··· DATA PROVIDED
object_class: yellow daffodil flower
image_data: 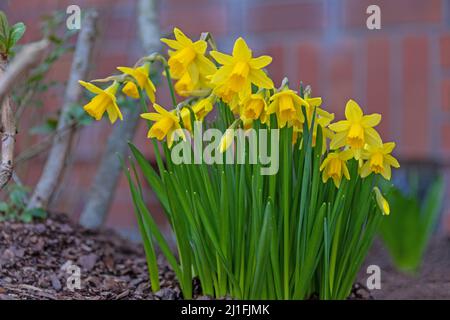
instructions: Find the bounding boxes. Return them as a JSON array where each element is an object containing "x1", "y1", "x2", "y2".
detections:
[
  {"x1": 213, "y1": 85, "x2": 240, "y2": 114},
  {"x1": 373, "y1": 187, "x2": 391, "y2": 216},
  {"x1": 320, "y1": 149, "x2": 353, "y2": 188},
  {"x1": 122, "y1": 81, "x2": 139, "y2": 99},
  {"x1": 180, "y1": 97, "x2": 213, "y2": 132},
  {"x1": 192, "y1": 96, "x2": 214, "y2": 121},
  {"x1": 219, "y1": 128, "x2": 234, "y2": 153},
  {"x1": 240, "y1": 92, "x2": 267, "y2": 120},
  {"x1": 78, "y1": 80, "x2": 123, "y2": 123},
  {"x1": 174, "y1": 72, "x2": 196, "y2": 97},
  {"x1": 161, "y1": 28, "x2": 216, "y2": 86},
  {"x1": 117, "y1": 63, "x2": 156, "y2": 102},
  {"x1": 141, "y1": 103, "x2": 186, "y2": 148},
  {"x1": 361, "y1": 142, "x2": 400, "y2": 180},
  {"x1": 210, "y1": 38, "x2": 273, "y2": 99},
  {"x1": 267, "y1": 88, "x2": 306, "y2": 128},
  {"x1": 329, "y1": 100, "x2": 381, "y2": 160}
]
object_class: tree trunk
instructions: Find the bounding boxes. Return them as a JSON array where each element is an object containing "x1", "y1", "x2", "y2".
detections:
[
  {"x1": 28, "y1": 11, "x2": 97, "y2": 209},
  {"x1": 0, "y1": 40, "x2": 48, "y2": 189},
  {"x1": 80, "y1": 0, "x2": 160, "y2": 229}
]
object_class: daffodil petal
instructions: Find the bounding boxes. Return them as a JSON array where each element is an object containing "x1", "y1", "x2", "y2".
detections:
[
  {"x1": 141, "y1": 112, "x2": 163, "y2": 122},
  {"x1": 339, "y1": 149, "x2": 354, "y2": 161},
  {"x1": 173, "y1": 28, "x2": 192, "y2": 47},
  {"x1": 192, "y1": 40, "x2": 208, "y2": 55},
  {"x1": 249, "y1": 69, "x2": 273, "y2": 89},
  {"x1": 330, "y1": 132, "x2": 347, "y2": 149},
  {"x1": 196, "y1": 55, "x2": 216, "y2": 75},
  {"x1": 364, "y1": 128, "x2": 382, "y2": 146},
  {"x1": 361, "y1": 113, "x2": 381, "y2": 128},
  {"x1": 383, "y1": 142, "x2": 395, "y2": 154},
  {"x1": 248, "y1": 56, "x2": 272, "y2": 69},
  {"x1": 384, "y1": 154, "x2": 400, "y2": 168},
  {"x1": 342, "y1": 162, "x2": 350, "y2": 180},
  {"x1": 78, "y1": 80, "x2": 103, "y2": 94},
  {"x1": 233, "y1": 37, "x2": 252, "y2": 61},
  {"x1": 381, "y1": 163, "x2": 391, "y2": 180},
  {"x1": 328, "y1": 120, "x2": 350, "y2": 132},
  {"x1": 160, "y1": 38, "x2": 183, "y2": 50},
  {"x1": 345, "y1": 99, "x2": 363, "y2": 122},
  {"x1": 359, "y1": 161, "x2": 372, "y2": 178},
  {"x1": 209, "y1": 51, "x2": 233, "y2": 65}
]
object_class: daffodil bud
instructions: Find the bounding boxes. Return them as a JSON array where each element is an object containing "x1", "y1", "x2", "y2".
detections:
[
  {"x1": 219, "y1": 129, "x2": 234, "y2": 153},
  {"x1": 373, "y1": 187, "x2": 391, "y2": 216}
]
······
> _TASK BRIEF_: Write out all of the data above word for word, leaving out the picture.

> _THE OUTPUT_:
object_class: yellow daffodil flower
image_data: 
instructions: Find the bounding boxes. Return them as a JSON array where each element is an object containing "x1", "y1", "x2", "y2".
detections:
[
  {"x1": 213, "y1": 85, "x2": 240, "y2": 114},
  {"x1": 373, "y1": 187, "x2": 391, "y2": 216},
  {"x1": 320, "y1": 149, "x2": 353, "y2": 188},
  {"x1": 122, "y1": 81, "x2": 139, "y2": 99},
  {"x1": 180, "y1": 97, "x2": 213, "y2": 132},
  {"x1": 192, "y1": 96, "x2": 214, "y2": 121},
  {"x1": 219, "y1": 128, "x2": 234, "y2": 153},
  {"x1": 240, "y1": 92, "x2": 267, "y2": 120},
  {"x1": 78, "y1": 80, "x2": 123, "y2": 123},
  {"x1": 174, "y1": 72, "x2": 196, "y2": 97},
  {"x1": 161, "y1": 28, "x2": 216, "y2": 86},
  {"x1": 117, "y1": 63, "x2": 156, "y2": 102},
  {"x1": 141, "y1": 103, "x2": 186, "y2": 148},
  {"x1": 361, "y1": 142, "x2": 400, "y2": 180},
  {"x1": 210, "y1": 38, "x2": 273, "y2": 99},
  {"x1": 267, "y1": 88, "x2": 306, "y2": 128},
  {"x1": 329, "y1": 100, "x2": 381, "y2": 160}
]
object_class: tree trunk
instructions: Find the bounding boxes. Return them as a JSON array where each element is an object containing "x1", "y1", "x2", "y2".
detections:
[
  {"x1": 28, "y1": 11, "x2": 97, "y2": 209},
  {"x1": 0, "y1": 40, "x2": 48, "y2": 189},
  {"x1": 80, "y1": 0, "x2": 160, "y2": 229}
]
object_class: daffodil petal
instructions: Find the bounding boxes. Return them as a JSON array where each element is an object containing "x1", "y1", "x2", "y2".
detections:
[
  {"x1": 141, "y1": 112, "x2": 163, "y2": 122},
  {"x1": 339, "y1": 149, "x2": 354, "y2": 161},
  {"x1": 173, "y1": 28, "x2": 192, "y2": 47},
  {"x1": 192, "y1": 40, "x2": 208, "y2": 55},
  {"x1": 249, "y1": 69, "x2": 273, "y2": 89},
  {"x1": 330, "y1": 132, "x2": 347, "y2": 149},
  {"x1": 196, "y1": 55, "x2": 216, "y2": 75},
  {"x1": 364, "y1": 128, "x2": 382, "y2": 146},
  {"x1": 361, "y1": 113, "x2": 381, "y2": 128},
  {"x1": 383, "y1": 142, "x2": 395, "y2": 154},
  {"x1": 248, "y1": 56, "x2": 272, "y2": 69},
  {"x1": 384, "y1": 154, "x2": 400, "y2": 168},
  {"x1": 342, "y1": 162, "x2": 350, "y2": 180},
  {"x1": 78, "y1": 80, "x2": 103, "y2": 94},
  {"x1": 233, "y1": 37, "x2": 252, "y2": 61},
  {"x1": 381, "y1": 163, "x2": 391, "y2": 180},
  {"x1": 328, "y1": 120, "x2": 350, "y2": 132},
  {"x1": 160, "y1": 38, "x2": 183, "y2": 50},
  {"x1": 345, "y1": 99, "x2": 363, "y2": 122},
  {"x1": 359, "y1": 161, "x2": 372, "y2": 178},
  {"x1": 209, "y1": 51, "x2": 233, "y2": 65}
]
object_class: daffodil bud
instructions: Find the bounding boxes. Return them as a JSON array where each element is an object containing "x1", "y1", "x2", "y2".
detections:
[
  {"x1": 219, "y1": 129, "x2": 234, "y2": 153},
  {"x1": 373, "y1": 187, "x2": 391, "y2": 216}
]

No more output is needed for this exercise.